-- START Data for this exercise --

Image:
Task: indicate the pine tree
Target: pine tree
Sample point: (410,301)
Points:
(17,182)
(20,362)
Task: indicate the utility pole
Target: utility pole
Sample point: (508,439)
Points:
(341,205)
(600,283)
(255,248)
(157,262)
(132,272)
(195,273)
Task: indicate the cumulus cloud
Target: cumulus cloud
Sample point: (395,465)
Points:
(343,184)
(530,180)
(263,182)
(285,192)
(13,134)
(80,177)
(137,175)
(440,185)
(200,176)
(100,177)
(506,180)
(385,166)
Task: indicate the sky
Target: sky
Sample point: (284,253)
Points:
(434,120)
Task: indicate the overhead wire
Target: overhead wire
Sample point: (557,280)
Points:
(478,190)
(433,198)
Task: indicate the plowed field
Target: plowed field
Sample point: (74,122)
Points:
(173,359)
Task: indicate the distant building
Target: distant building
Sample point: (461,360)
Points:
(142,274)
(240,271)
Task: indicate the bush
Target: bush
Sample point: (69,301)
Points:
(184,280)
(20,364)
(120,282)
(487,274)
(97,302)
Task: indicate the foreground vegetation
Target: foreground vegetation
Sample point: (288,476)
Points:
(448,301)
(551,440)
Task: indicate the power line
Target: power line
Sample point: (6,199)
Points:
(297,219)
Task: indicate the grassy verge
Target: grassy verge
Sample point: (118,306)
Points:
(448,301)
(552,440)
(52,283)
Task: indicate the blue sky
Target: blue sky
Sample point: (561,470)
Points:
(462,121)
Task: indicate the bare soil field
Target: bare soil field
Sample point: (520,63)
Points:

-- END Data for this exercise --

What the task requires: Return all of the entries word for word.

Correct result:
Image:
Task: indicate the pine tree
Target: pine tree
Sample point: (410,301)
Points:
(17,182)
(20,362)
Task: indicate the utility pole
Target: utility pole
Sample point: (508,439)
Points:
(341,205)
(600,283)
(255,248)
(157,262)
(132,272)
(195,273)
Task: indicate the cumulus cloud
Target: cumulus cloud
Sample point: (395,465)
Points:
(343,184)
(530,180)
(263,182)
(285,192)
(13,134)
(80,177)
(137,175)
(440,185)
(200,176)
(100,177)
(506,180)
(385,166)
Task: indicate the sky
Target: sky
Sample point: (284,253)
Points:
(434,120)
Task: indicate the overhead wire
Target: overhead wire
Sample point: (557,280)
Points:
(478,190)
(433,198)
Task: indicate the plowed field
Target: plowed field
Sample point: (74,122)
Points:
(173,359)
Task: indicate the distant building
Target: distant building
Sample point: (461,360)
Points:
(142,274)
(240,271)
Task: indicate the bush
Target: bush
Sample point: (69,301)
Points:
(184,280)
(20,364)
(120,282)
(487,274)
(97,302)
Task: indicate the foreground vegetation
Target: foreground vegetation
Sample point: (288,476)
Points:
(448,301)
(551,440)
Task: indicate the power line
Target: power line
Sample point: (6,199)
Points:
(297,219)
Task: indicate the grassy verge
Target: grassy verge
Sample point: (118,306)
Points:
(448,301)
(552,440)
(52,283)
Task: indicate the blue sky
Target: blue sky
Sample point: (561,470)
Points:
(462,121)
Task: indicate the bare soil field
Target: bare soil field
Sample point: (520,63)
Points:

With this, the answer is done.